#### [Исходный фрагмент]
■ ■ ■ ■ ■ ■ ■
Все сказанное Солженицыным о Нержине (то есть о себе предвоенных лет) безоговорочно применимо к Давиду Кауфману, к друзьям его отрочества и юности, к союзу молодых ярких поэтов, в который вместе с нашим героем входили погибшие на Великой войне Михаил Кульчицкий и Павел Коган, вернувшиеся в мир после победы Сергей Наровчатов, Борис Слуцкий и Михаил Львовский (последний от серьезной поэзии отошел). С этими мыслями, чувствами, надеждами они «в сорок первом шли в солдаты,/ И в гуманисты в сорок пятом» («Перебирая наши даты…»). Их судьбы, взгляды, творческие свершения и реализуемые в жизни поведенческие принципы позднее сильно рознились (как это происходит в любом поколении), но, по слову Самойлова, «… сияет вдалеке/ Свежий свет того июня». У Самойлова в этом июньском свете захваченность идеализированной революцией (мечтой о всемирном торжестве справедливости и о счастье каждого) слита с любовью к России, чувство личной ответственности – с осознанием себя неотменимой частью народа, а верность долгу – с истинной радостью.
■ ■ ■ ■ ■ ■ ■
Фрагменты данных о размеченных областях:
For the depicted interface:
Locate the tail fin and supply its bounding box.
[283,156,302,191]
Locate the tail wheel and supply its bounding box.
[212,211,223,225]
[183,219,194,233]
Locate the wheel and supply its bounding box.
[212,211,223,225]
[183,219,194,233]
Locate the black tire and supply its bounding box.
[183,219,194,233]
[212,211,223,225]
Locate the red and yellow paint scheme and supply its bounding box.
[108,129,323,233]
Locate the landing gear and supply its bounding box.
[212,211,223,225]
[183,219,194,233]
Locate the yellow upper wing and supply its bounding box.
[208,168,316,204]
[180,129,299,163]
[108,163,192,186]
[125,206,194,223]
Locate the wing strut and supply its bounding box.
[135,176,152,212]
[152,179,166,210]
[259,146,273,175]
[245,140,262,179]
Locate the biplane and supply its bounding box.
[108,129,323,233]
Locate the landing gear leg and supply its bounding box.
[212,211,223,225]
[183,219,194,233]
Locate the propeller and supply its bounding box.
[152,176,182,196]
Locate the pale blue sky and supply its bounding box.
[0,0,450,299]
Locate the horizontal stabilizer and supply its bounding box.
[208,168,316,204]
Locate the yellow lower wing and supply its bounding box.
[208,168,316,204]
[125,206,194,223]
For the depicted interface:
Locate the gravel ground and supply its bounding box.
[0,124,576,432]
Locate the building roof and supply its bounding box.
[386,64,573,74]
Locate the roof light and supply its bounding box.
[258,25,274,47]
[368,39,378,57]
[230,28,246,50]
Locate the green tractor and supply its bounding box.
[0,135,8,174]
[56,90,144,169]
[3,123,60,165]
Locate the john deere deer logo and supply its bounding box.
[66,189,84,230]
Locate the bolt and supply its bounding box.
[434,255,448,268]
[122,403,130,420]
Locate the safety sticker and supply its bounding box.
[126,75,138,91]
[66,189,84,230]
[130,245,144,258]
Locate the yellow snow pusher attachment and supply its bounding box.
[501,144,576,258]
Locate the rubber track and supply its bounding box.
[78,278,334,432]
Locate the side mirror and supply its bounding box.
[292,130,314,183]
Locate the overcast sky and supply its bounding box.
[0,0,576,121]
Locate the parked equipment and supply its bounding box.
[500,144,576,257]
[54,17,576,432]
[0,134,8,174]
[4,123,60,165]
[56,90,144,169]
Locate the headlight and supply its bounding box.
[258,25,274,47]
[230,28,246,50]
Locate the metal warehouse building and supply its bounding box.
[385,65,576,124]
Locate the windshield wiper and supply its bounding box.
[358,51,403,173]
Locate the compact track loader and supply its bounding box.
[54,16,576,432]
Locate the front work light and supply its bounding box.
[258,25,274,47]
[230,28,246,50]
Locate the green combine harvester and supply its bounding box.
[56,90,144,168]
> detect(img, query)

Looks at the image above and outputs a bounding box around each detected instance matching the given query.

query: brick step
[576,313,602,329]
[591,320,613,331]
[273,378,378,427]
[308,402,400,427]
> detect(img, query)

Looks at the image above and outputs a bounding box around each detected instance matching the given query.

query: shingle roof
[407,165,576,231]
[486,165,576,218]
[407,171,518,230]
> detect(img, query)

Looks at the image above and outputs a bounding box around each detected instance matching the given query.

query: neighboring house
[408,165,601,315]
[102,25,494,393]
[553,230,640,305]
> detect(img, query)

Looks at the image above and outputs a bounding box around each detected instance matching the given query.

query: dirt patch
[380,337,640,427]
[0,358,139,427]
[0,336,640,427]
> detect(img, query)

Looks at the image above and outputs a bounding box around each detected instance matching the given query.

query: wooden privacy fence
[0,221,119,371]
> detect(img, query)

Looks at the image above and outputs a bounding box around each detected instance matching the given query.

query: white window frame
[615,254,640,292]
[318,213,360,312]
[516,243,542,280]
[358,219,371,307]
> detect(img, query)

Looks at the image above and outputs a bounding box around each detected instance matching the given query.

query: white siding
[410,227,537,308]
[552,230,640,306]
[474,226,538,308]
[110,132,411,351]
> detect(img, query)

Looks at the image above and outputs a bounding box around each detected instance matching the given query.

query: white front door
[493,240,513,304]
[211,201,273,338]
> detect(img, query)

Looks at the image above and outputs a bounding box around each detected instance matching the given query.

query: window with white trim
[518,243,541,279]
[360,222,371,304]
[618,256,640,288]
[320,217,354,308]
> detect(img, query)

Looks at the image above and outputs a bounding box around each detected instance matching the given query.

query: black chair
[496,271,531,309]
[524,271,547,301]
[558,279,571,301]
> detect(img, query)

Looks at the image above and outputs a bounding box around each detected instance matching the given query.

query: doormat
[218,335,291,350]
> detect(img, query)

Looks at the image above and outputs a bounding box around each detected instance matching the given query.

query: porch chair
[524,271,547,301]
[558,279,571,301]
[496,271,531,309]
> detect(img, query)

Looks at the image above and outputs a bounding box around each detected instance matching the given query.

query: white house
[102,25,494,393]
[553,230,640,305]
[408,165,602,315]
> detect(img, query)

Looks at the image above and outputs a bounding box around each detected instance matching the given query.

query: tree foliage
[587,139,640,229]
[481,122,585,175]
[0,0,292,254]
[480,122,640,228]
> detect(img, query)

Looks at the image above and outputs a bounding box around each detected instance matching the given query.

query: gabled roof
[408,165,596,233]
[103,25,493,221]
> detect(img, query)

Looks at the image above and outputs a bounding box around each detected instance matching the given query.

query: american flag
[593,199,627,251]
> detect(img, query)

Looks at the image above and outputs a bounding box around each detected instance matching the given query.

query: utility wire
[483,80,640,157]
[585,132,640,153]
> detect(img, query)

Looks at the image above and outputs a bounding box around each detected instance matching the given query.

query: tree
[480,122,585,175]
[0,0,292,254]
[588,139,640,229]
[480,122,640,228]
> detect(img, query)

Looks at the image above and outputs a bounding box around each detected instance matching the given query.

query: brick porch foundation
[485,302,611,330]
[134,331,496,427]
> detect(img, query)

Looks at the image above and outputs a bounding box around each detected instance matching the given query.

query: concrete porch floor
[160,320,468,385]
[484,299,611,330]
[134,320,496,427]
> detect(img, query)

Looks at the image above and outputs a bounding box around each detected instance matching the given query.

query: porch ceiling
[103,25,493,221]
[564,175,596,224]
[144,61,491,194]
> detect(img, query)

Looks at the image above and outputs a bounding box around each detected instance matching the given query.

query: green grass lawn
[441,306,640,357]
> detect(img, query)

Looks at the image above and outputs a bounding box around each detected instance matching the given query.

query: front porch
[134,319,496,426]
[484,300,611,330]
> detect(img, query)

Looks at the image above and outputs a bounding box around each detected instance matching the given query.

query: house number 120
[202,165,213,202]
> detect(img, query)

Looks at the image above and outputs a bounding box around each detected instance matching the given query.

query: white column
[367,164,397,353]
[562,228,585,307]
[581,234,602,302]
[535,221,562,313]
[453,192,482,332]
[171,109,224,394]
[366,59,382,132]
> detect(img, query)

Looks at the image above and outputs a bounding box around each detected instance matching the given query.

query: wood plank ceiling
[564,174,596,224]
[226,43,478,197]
■ ■ ■ ■ ■ ■ ■
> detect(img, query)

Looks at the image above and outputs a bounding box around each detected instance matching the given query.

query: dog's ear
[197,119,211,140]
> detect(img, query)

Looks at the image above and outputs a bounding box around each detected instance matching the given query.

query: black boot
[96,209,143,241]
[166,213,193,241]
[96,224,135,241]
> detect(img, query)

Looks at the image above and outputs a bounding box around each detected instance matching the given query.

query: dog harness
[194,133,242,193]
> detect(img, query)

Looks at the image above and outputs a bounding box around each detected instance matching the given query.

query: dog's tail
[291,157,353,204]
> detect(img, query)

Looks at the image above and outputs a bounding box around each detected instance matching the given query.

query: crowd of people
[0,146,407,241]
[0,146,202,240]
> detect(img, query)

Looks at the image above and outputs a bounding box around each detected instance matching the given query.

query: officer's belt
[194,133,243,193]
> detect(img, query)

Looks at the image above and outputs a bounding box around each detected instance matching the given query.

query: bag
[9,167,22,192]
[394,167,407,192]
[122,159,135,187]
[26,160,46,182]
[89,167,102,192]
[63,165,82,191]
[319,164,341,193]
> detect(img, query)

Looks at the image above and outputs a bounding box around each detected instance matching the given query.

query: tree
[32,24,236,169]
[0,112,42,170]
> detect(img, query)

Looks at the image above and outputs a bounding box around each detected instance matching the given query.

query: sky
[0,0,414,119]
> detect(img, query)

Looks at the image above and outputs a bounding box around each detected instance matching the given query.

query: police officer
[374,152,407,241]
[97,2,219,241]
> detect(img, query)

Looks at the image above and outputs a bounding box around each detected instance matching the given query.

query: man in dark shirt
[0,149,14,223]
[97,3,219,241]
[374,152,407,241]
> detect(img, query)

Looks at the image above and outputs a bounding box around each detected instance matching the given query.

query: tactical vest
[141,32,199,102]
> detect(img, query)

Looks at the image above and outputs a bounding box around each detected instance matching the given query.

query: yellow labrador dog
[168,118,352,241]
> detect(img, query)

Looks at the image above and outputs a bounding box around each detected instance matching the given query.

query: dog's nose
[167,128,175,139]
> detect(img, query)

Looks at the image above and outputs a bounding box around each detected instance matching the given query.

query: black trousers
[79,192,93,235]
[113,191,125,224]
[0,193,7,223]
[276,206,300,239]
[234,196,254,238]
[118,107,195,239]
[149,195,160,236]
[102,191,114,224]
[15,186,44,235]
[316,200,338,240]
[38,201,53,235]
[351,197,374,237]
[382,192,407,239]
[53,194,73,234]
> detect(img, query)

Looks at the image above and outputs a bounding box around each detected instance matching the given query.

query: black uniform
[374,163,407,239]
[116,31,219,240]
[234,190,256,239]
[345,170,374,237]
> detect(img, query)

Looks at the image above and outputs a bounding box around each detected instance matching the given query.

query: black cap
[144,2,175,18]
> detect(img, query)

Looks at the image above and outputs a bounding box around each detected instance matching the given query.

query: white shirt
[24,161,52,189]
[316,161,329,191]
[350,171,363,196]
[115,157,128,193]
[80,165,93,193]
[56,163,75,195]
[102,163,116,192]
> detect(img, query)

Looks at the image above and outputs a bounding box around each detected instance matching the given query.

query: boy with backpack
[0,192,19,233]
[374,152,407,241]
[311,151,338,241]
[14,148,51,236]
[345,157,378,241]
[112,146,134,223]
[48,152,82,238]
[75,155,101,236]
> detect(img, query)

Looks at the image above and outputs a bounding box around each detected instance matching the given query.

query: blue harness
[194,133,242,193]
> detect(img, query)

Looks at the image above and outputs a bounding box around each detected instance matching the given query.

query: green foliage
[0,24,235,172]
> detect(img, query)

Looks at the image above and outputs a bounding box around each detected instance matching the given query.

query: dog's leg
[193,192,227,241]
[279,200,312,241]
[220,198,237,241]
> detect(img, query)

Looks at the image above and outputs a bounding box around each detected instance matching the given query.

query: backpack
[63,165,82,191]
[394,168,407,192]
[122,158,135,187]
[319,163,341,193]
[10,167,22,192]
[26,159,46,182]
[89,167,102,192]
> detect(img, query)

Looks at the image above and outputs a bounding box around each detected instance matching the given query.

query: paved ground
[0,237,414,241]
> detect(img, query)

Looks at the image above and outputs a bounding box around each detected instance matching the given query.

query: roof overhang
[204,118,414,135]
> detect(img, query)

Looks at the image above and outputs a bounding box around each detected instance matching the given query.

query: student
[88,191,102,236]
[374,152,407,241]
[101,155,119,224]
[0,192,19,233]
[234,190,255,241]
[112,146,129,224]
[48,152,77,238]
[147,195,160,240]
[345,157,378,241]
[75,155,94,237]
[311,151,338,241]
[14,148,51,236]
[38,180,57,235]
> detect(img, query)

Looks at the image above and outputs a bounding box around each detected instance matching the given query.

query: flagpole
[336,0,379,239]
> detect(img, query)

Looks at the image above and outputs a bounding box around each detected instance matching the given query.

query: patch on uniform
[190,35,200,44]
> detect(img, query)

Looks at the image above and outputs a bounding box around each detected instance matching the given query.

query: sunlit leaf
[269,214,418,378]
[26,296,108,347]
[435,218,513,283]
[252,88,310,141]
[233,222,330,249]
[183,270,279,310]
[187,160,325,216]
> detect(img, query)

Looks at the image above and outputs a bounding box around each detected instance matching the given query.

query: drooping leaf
■ ■ ■ ■ ■ ■ ■
#### [Короткое задание 1]
Кто из поэтов союза, о котором говорится в исходном фрагменте, погиб на Великой войне?
#### [Короткое задание 2]
Подсчитайте строки записей, содержащие слово "wing", и укажите только число.

#### [Результат задания 1]
Михаил Кульчицкий и Павел Коган.

#### [Результат задания 2]
3